## Problem description:
Leaving out all pictures, transcribe exactly the lines between the line with "Annotate each instance of the crinkled" and the last line of the records below, both included.

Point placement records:

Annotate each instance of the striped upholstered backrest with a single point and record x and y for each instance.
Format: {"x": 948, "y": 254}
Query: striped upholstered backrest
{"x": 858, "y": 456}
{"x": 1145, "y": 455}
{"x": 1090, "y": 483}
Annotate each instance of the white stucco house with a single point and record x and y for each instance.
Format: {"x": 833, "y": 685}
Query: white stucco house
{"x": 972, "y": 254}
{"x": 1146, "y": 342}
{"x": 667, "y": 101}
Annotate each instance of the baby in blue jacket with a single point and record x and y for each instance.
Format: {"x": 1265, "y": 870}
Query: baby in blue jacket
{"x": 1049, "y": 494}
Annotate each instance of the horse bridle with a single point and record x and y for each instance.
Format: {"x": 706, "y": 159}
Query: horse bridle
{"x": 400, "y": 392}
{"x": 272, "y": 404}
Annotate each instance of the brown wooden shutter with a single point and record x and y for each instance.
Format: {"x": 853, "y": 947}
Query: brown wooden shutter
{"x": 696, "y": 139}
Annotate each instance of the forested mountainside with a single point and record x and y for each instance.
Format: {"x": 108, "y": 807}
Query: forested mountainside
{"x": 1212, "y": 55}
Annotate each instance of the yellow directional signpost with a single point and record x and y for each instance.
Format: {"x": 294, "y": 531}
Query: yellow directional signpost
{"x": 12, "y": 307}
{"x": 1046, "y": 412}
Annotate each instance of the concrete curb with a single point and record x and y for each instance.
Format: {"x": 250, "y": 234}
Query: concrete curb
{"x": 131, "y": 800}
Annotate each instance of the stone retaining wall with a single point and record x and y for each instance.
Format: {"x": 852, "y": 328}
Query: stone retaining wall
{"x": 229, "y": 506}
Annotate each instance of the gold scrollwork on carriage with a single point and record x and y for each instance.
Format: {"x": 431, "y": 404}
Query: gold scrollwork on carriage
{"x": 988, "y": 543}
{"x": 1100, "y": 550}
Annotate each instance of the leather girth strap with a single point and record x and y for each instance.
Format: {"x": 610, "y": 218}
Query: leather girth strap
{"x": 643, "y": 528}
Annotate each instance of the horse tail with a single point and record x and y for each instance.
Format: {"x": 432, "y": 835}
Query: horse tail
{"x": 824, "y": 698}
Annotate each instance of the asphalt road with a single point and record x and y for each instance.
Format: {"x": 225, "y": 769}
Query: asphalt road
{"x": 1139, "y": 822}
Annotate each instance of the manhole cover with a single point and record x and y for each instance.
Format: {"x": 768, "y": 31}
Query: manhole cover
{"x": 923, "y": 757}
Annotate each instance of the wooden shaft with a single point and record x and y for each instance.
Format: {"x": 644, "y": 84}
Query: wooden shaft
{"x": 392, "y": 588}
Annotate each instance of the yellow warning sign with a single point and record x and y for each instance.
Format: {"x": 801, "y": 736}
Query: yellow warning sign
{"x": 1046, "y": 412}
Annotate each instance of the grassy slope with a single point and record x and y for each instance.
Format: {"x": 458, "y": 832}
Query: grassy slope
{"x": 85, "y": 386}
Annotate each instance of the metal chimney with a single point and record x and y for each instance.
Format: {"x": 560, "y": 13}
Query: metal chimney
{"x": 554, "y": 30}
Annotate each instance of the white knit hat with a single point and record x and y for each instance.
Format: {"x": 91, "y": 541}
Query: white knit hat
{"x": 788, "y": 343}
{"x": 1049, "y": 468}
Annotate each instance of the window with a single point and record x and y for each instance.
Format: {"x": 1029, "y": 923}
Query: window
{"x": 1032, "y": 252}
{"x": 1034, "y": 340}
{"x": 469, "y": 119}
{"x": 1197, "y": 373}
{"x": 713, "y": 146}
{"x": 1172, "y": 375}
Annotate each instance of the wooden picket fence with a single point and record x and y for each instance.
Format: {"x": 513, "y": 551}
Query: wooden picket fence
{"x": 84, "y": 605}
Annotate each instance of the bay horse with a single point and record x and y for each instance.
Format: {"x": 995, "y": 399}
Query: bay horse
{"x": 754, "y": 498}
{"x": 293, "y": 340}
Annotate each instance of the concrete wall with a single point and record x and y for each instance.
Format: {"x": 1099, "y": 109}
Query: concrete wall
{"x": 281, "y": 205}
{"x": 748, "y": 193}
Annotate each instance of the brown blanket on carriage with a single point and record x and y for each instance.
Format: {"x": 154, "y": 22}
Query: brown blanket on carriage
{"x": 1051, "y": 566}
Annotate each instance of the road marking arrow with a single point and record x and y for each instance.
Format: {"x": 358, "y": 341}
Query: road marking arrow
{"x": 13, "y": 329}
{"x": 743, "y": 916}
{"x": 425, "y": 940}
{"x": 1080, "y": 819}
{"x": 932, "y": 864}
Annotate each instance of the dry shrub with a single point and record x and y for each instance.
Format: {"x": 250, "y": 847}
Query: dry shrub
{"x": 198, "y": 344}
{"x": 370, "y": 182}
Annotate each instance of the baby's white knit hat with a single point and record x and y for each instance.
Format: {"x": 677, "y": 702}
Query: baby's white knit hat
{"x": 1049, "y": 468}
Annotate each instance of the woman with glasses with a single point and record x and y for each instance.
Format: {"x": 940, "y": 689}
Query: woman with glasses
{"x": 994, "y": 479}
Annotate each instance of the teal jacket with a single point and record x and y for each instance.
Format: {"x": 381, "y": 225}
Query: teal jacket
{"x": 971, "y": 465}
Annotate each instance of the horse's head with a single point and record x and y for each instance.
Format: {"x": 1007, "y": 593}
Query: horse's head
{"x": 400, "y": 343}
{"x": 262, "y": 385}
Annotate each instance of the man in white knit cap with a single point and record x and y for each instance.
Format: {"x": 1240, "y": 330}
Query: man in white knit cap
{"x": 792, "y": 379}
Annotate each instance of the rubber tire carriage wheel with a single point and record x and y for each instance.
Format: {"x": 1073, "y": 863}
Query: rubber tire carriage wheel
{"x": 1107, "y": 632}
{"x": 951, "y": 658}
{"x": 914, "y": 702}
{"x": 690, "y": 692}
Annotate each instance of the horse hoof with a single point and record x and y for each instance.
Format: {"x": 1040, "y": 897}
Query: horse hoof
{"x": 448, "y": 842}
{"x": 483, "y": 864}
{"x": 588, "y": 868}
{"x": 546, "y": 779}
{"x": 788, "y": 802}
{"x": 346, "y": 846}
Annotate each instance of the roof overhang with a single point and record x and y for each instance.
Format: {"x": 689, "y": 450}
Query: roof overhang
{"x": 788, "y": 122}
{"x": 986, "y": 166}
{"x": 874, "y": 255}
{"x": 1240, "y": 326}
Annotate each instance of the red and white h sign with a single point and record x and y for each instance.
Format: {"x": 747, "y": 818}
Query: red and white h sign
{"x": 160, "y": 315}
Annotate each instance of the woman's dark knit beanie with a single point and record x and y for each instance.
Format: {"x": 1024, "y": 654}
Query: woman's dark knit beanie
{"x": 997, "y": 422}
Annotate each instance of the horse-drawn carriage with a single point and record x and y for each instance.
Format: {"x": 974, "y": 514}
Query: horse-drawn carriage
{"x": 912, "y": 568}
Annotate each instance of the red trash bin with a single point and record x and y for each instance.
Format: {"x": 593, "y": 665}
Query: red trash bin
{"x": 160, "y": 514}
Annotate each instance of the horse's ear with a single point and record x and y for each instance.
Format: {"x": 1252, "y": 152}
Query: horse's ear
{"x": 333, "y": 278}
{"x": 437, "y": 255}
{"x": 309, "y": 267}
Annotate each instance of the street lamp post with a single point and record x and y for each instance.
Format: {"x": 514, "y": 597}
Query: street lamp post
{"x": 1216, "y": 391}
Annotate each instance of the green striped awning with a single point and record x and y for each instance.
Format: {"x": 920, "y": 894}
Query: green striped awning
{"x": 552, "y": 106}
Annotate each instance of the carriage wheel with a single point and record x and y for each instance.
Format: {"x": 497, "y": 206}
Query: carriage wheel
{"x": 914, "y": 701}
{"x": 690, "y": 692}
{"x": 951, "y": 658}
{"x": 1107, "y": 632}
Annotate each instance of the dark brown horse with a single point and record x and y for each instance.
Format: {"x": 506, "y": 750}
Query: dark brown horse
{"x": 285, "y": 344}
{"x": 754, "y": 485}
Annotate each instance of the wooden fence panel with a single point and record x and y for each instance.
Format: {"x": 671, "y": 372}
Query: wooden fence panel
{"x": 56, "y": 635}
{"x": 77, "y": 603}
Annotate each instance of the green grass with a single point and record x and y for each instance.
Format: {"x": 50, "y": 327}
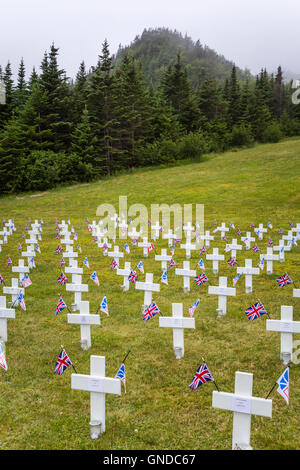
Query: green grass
{"x": 39, "y": 410}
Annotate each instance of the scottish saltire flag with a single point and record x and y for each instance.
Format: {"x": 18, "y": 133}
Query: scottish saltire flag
{"x": 94, "y": 278}
{"x": 62, "y": 363}
{"x": 193, "y": 307}
{"x": 201, "y": 279}
{"x": 261, "y": 264}
{"x": 255, "y": 311}
{"x": 121, "y": 375}
{"x": 150, "y": 311}
{"x": 21, "y": 301}
{"x": 231, "y": 262}
{"x": 141, "y": 266}
{"x": 26, "y": 281}
{"x": 60, "y": 306}
{"x": 132, "y": 277}
{"x": 62, "y": 279}
{"x": 284, "y": 387}
{"x": 3, "y": 362}
{"x": 164, "y": 278}
{"x": 284, "y": 280}
{"x": 235, "y": 279}
{"x": 104, "y": 306}
{"x": 201, "y": 376}
{"x": 113, "y": 264}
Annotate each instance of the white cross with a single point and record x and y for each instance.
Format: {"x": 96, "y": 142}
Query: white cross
{"x": 125, "y": 273}
{"x": 21, "y": 269}
{"x": 247, "y": 240}
{"x": 163, "y": 257}
{"x": 282, "y": 248}
{"x": 260, "y": 230}
{"x": 14, "y": 290}
{"x": 286, "y": 326}
{"x": 215, "y": 257}
{"x": 85, "y": 320}
{"x": 148, "y": 287}
{"x": 223, "y": 292}
{"x": 188, "y": 246}
{"x": 243, "y": 405}
{"x": 269, "y": 258}
{"x": 249, "y": 271}
{"x": 187, "y": 273}
{"x": 145, "y": 245}
{"x": 116, "y": 254}
{"x": 207, "y": 238}
{"x": 178, "y": 323}
{"x": 5, "y": 313}
{"x": 77, "y": 288}
{"x": 233, "y": 247}
{"x": 98, "y": 385}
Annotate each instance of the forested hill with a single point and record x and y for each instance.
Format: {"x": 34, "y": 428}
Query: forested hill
{"x": 157, "y": 48}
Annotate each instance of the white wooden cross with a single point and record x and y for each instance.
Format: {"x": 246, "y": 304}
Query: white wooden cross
{"x": 116, "y": 254}
{"x": 98, "y": 385}
{"x": 13, "y": 290}
{"x": 234, "y": 247}
{"x": 269, "y": 258}
{"x": 148, "y": 287}
{"x": 223, "y": 292}
{"x": 188, "y": 247}
{"x": 164, "y": 258}
{"x": 125, "y": 273}
{"x": 77, "y": 288}
{"x": 282, "y": 248}
{"x": 178, "y": 323}
{"x": 249, "y": 271}
{"x": 145, "y": 245}
{"x": 243, "y": 405}
{"x": 5, "y": 313}
{"x": 286, "y": 326}
{"x": 215, "y": 257}
{"x": 207, "y": 238}
{"x": 261, "y": 230}
{"x": 21, "y": 269}
{"x": 85, "y": 320}
{"x": 187, "y": 273}
{"x": 247, "y": 240}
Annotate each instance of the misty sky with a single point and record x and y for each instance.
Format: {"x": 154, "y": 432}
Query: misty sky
{"x": 251, "y": 33}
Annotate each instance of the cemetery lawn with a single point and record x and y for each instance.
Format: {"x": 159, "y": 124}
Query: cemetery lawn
{"x": 39, "y": 410}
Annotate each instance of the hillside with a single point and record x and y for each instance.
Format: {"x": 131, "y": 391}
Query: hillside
{"x": 157, "y": 48}
{"x": 38, "y": 409}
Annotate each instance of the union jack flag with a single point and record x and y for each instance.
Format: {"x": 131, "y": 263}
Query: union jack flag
{"x": 62, "y": 279}
{"x": 201, "y": 376}
{"x": 132, "y": 277}
{"x": 201, "y": 279}
{"x": 284, "y": 280}
{"x": 62, "y": 363}
{"x": 284, "y": 387}
{"x": 150, "y": 311}
{"x": 255, "y": 311}
{"x": 60, "y": 306}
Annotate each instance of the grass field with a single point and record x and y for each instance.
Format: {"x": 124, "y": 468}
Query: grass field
{"x": 39, "y": 410}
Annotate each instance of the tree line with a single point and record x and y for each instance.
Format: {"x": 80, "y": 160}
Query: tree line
{"x": 55, "y": 131}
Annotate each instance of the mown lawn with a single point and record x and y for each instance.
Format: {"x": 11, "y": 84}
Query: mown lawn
{"x": 39, "y": 410}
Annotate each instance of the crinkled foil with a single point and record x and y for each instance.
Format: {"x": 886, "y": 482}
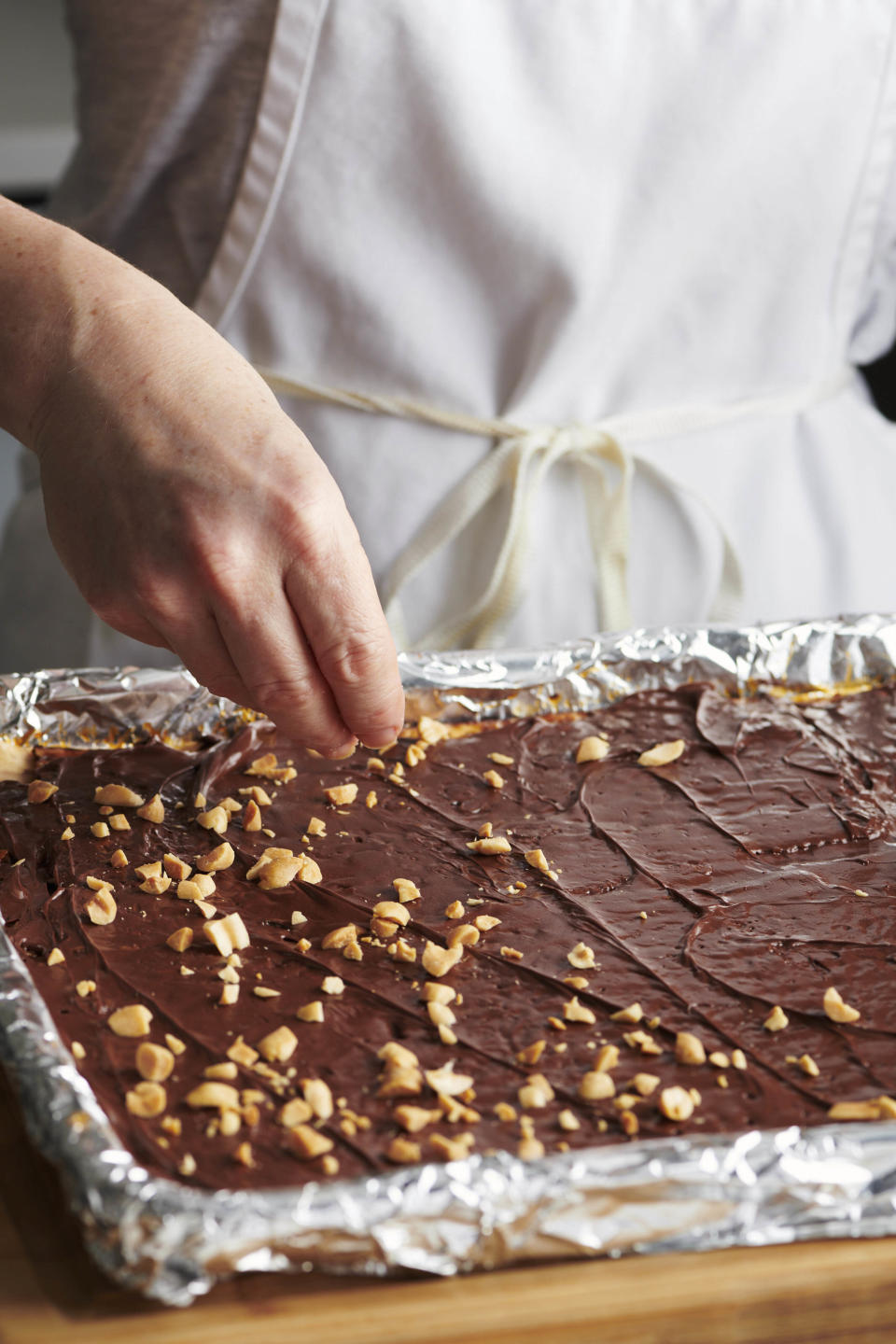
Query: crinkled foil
{"x": 174, "y": 1242}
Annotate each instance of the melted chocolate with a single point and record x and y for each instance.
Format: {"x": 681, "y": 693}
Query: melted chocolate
{"x": 709, "y": 889}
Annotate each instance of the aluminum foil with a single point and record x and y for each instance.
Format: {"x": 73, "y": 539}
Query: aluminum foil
{"x": 758, "y": 1188}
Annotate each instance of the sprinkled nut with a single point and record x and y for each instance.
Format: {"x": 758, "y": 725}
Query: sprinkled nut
{"x": 155, "y": 1063}
{"x": 608, "y": 1058}
{"x": 592, "y": 749}
{"x": 227, "y": 934}
{"x": 180, "y": 940}
{"x": 152, "y": 811}
{"x": 464, "y": 935}
{"x": 156, "y": 886}
{"x": 596, "y": 1086}
{"x": 308, "y": 1142}
{"x": 489, "y": 845}
{"x": 220, "y": 857}
{"x": 446, "y": 1082}
{"x": 664, "y": 753}
{"x": 438, "y": 961}
{"x": 837, "y": 1010}
{"x": 278, "y": 1044}
{"x": 391, "y": 910}
{"x": 131, "y": 1020}
{"x": 216, "y": 819}
{"x": 676, "y": 1103}
{"x": 406, "y": 889}
{"x": 214, "y": 1096}
{"x": 486, "y": 922}
{"x": 117, "y": 796}
{"x": 690, "y": 1048}
{"x": 147, "y": 1099}
{"x": 535, "y": 1093}
{"x": 101, "y": 909}
{"x": 581, "y": 958}
{"x": 535, "y": 859}
{"x": 175, "y": 867}
{"x": 574, "y": 1011}
{"x": 777, "y": 1019}
{"x": 645, "y": 1084}
{"x": 856, "y": 1111}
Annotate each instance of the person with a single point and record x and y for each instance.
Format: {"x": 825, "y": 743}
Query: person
{"x": 601, "y": 272}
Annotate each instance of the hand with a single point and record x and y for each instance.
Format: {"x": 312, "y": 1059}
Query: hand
{"x": 192, "y": 513}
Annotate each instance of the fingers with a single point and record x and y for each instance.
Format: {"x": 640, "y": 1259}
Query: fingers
{"x": 273, "y": 662}
{"x": 332, "y": 586}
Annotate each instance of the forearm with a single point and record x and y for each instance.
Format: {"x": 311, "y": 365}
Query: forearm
{"x": 35, "y": 312}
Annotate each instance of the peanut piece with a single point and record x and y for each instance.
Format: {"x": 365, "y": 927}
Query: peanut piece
{"x": 131, "y": 1020}
{"x": 664, "y": 753}
{"x": 147, "y": 1099}
{"x": 592, "y": 749}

## Answer to this task:
Annotate each instance of the crinkled foil with a single point and record x and y for each instance.
Format: {"x": 886, "y": 482}
Query: crinkled foil
{"x": 174, "y": 1242}
Annotate each instance of the melted chocolate with a single point and record x and y for each instance.
Format: {"x": 681, "y": 693}
Query: melted chocolate
{"x": 709, "y": 889}
Annotate each instance of the aluminum foil with a single point and record x and y for each instance.
Format: {"x": 73, "y": 539}
Query: aluminum foil
{"x": 758, "y": 1188}
Annotate each instance of the sprinkled nut with a single point and record x and y for each instance.
Format: {"x": 758, "y": 725}
Query: sprinkled nut
{"x": 155, "y": 1063}
{"x": 608, "y": 1058}
{"x": 592, "y": 749}
{"x": 227, "y": 934}
{"x": 180, "y": 940}
{"x": 152, "y": 811}
{"x": 464, "y": 935}
{"x": 156, "y": 886}
{"x": 596, "y": 1086}
{"x": 308, "y": 1142}
{"x": 489, "y": 845}
{"x": 220, "y": 857}
{"x": 446, "y": 1082}
{"x": 664, "y": 753}
{"x": 438, "y": 961}
{"x": 837, "y": 1010}
{"x": 278, "y": 1044}
{"x": 391, "y": 910}
{"x": 131, "y": 1020}
{"x": 216, "y": 819}
{"x": 676, "y": 1103}
{"x": 406, "y": 889}
{"x": 214, "y": 1096}
{"x": 486, "y": 922}
{"x": 117, "y": 796}
{"x": 690, "y": 1048}
{"x": 147, "y": 1099}
{"x": 535, "y": 1093}
{"x": 101, "y": 909}
{"x": 581, "y": 958}
{"x": 535, "y": 859}
{"x": 175, "y": 867}
{"x": 574, "y": 1011}
{"x": 777, "y": 1019}
{"x": 645, "y": 1084}
{"x": 856, "y": 1111}
Annotate each instance of the person with a single point and record x and y for each instance.
Format: {"x": 825, "y": 743}
Query: person
{"x": 601, "y": 272}
Annotate each instance of the hand with a single point and record x and y for each instance.
Format: {"x": 312, "y": 1059}
Query: hand
{"x": 192, "y": 513}
Annotate each instance of the fingers with a single point and record x and y for each instance.
Format: {"x": 640, "y": 1259}
Query: fingers
{"x": 273, "y": 662}
{"x": 332, "y": 586}
Annotate each instance of the forearm with a single point and record x and y for each instance.
Format: {"x": 311, "y": 365}
Query: forearm
{"x": 35, "y": 312}
Annotate each instance of the peanut piece with a single point and record x and y for each instance.
Format: {"x": 365, "y": 927}
Query: peanut piece
{"x": 131, "y": 1020}
{"x": 664, "y": 753}
{"x": 147, "y": 1099}
{"x": 592, "y": 749}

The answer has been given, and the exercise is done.